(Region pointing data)
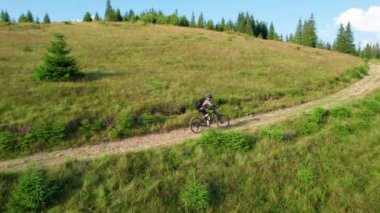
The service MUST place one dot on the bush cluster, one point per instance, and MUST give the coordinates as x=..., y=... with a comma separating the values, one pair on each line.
x=32, y=192
x=195, y=195
x=225, y=140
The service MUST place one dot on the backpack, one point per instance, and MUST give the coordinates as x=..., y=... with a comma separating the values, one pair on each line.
x=198, y=103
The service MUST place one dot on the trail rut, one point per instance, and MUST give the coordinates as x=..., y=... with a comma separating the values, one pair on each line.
x=353, y=92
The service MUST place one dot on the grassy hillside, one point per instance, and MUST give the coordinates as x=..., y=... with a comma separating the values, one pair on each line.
x=326, y=161
x=146, y=78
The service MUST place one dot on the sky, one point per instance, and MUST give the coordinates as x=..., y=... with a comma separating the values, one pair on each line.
x=363, y=14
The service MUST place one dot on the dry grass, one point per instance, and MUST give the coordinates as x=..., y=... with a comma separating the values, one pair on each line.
x=159, y=69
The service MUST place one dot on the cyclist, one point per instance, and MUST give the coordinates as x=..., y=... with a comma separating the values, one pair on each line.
x=207, y=104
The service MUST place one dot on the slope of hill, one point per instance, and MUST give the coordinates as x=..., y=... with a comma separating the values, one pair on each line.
x=149, y=76
x=325, y=161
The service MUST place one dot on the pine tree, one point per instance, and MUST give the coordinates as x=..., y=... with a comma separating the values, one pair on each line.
x=183, y=21
x=192, y=22
x=132, y=16
x=350, y=46
x=201, y=21
x=29, y=17
x=240, y=24
x=118, y=16
x=4, y=17
x=229, y=26
x=110, y=13
x=210, y=25
x=248, y=25
x=367, y=52
x=222, y=25
x=309, y=35
x=264, y=30
x=46, y=19
x=58, y=64
x=97, y=18
x=87, y=17
x=272, y=32
x=22, y=19
x=298, y=33
x=340, y=42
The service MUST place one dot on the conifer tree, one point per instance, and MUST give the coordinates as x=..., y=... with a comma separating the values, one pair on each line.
x=240, y=24
x=272, y=32
x=22, y=19
x=126, y=16
x=29, y=17
x=110, y=12
x=210, y=25
x=132, y=16
x=350, y=46
x=201, y=21
x=46, y=19
x=118, y=16
x=264, y=30
x=298, y=33
x=309, y=35
x=97, y=18
x=192, y=22
x=222, y=26
x=248, y=25
x=4, y=17
x=229, y=26
x=87, y=17
x=58, y=64
x=183, y=21
x=340, y=42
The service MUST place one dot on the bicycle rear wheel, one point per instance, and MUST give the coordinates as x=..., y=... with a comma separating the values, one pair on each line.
x=197, y=124
x=223, y=121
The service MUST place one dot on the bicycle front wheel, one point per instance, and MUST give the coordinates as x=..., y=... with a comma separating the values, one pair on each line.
x=197, y=125
x=223, y=121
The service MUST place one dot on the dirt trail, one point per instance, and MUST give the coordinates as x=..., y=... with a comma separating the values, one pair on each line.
x=355, y=91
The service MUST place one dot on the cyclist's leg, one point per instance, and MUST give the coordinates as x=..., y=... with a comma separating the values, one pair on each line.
x=205, y=115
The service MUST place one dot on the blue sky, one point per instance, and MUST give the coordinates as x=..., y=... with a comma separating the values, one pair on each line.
x=284, y=14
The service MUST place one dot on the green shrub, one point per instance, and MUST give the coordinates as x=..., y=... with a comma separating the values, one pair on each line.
x=354, y=73
x=340, y=129
x=195, y=195
x=58, y=64
x=125, y=121
x=45, y=132
x=275, y=133
x=358, y=72
x=225, y=140
x=147, y=119
x=171, y=159
x=8, y=142
x=306, y=176
x=340, y=112
x=99, y=125
x=313, y=122
x=32, y=192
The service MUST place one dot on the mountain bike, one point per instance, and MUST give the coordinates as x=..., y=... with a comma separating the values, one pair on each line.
x=200, y=123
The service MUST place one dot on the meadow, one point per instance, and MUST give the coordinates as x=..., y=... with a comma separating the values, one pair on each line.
x=144, y=78
x=323, y=161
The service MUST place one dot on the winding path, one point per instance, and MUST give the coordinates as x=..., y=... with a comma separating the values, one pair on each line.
x=355, y=91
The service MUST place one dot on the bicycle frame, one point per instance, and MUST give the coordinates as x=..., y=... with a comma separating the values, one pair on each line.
x=213, y=115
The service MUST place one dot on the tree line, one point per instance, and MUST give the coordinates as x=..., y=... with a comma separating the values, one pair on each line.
x=370, y=51
x=245, y=22
x=24, y=18
x=305, y=33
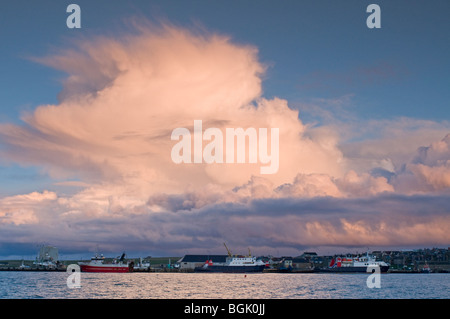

TASK OBJECTIVE
Set down the records in full and exactly. Do not carry over any image.

TASK OUTPUT
The service MUST place one dot on the bush cluster, one point per instance, and MUST give the coordinates as x=..., y=... with a comma separating the values, one pair on each line.
x=32, y=192
x=195, y=195
x=225, y=140
The service MUST place one dot on the backpack, one point per instance, and MUST give the coordinates as x=..., y=... with a comma separating the values, one pair on each line.
x=198, y=103
The service MUST place one dot on the trail rut, one point per instance, and MUST give the coordinates as x=..., y=... with a comma separating the values, one pair on each line.
x=353, y=92
The service MUST place one dot on the grassy hillside, one point per instance, and MUST give the coordinates as x=..., y=... with a comma separating the values, one pair on each line.
x=326, y=161
x=146, y=78
The service MUST place one dot on the sky, one point per instance, and MUST give the coordinates as x=..., y=... with a comma separating the values, one pair on each line.
x=363, y=14
The service MUST place one dot on the dry grass, one point per instance, and MUST give the coordinates as x=..., y=... with a comma separating the values, one pair on each line.
x=159, y=69
The service MUST place one dot on the cyclist, one point per instance, and MUST give the coordinates as x=..., y=... with a comma separating the values, one pair on each line.
x=207, y=104
The service MUST place one dot on the slope of hill, one point per instance, and MUST give the coordinates as x=..., y=... with a comma separating the values, one pair on each line.
x=149, y=76
x=325, y=161
The service MUST place one dot on the pine tree, one point per instance, and MUST give the coordinates as x=..., y=... with a comma separating the values, one pair on each line.
x=183, y=21
x=192, y=22
x=132, y=16
x=350, y=46
x=201, y=21
x=29, y=17
x=240, y=24
x=118, y=16
x=4, y=17
x=229, y=26
x=110, y=13
x=210, y=25
x=248, y=25
x=367, y=52
x=222, y=25
x=309, y=35
x=264, y=30
x=46, y=19
x=58, y=64
x=97, y=18
x=87, y=17
x=272, y=32
x=22, y=19
x=298, y=33
x=340, y=42
The service MUST place one dot on the conifer tree, one point per instance, and MUST give the coordinates as x=..., y=... with a comma separating the values, one pair on each line.
x=240, y=24
x=272, y=32
x=22, y=19
x=126, y=16
x=29, y=17
x=110, y=12
x=210, y=25
x=132, y=16
x=350, y=46
x=201, y=21
x=46, y=19
x=118, y=16
x=264, y=30
x=298, y=33
x=309, y=35
x=97, y=18
x=192, y=22
x=222, y=26
x=248, y=25
x=4, y=17
x=229, y=26
x=87, y=17
x=58, y=64
x=183, y=21
x=340, y=42
The service MUST place one dot on the bicycle rear wheel, one point per instance, and MUST give the coordinates as x=..., y=... with a comma separating the values, one pair on each line.
x=197, y=124
x=223, y=121
The service MUST place one dot on the bicycle front wheel, one point per instance, and MUST give the coordinates as x=..., y=... with a comma separating the values, one pair on each line.
x=197, y=125
x=223, y=121
The service MUST place one dot on the dirt trail, one point per instance, and MUST give the coordinates as x=..., y=... with a comma separating the values, one pair on each line.
x=355, y=91
The service MUST place one dot on the cyclist's leg, one point per instance, and MUST give the coordinates as x=..., y=... with a comma separating the values, one pair on each line.
x=205, y=115
The service MUST place one dot on the blue sky, one point per instance, and MUST give the coordinates as x=..., y=... with a comma separating the values, one pair on each line.
x=284, y=14
The service MUST place one dot on the green shrub, one point per instance, and MUST give the coordinates as x=..., y=... with a comma separating the values, one pair on each line.
x=354, y=73
x=340, y=129
x=195, y=195
x=58, y=64
x=125, y=121
x=45, y=132
x=275, y=133
x=358, y=72
x=225, y=140
x=147, y=119
x=171, y=159
x=8, y=142
x=306, y=176
x=340, y=112
x=99, y=125
x=313, y=122
x=32, y=192
The service MUST place one dot on the mountain bike, one point per instance, and MUST give the coordinates as x=..., y=... with a comma separating the values, one pair on each line.
x=200, y=123
The service MUST place one dot on the meadow, one point per instance, and MUST give the coordinates as x=..., y=... with a comma separating the values, one pair on each line.
x=144, y=78
x=323, y=161
The service MUST place one dot on the winding path, one point per instance, and MUST give the coordinates as x=..., y=... with a comma separating the values, one pair on each line.
x=355, y=91
The service MUST place one dot on the bicycle frame, one point per instance, and MUST give the coordinates as x=..., y=... with a comma separating the values, one pair on each line.
x=213, y=115
The service MUST place one dot on the tree line, one point per instance, and MUST give the coordinates as x=..., y=... with a comma separating the values, one pair on each line.
x=370, y=51
x=245, y=22
x=24, y=18
x=305, y=33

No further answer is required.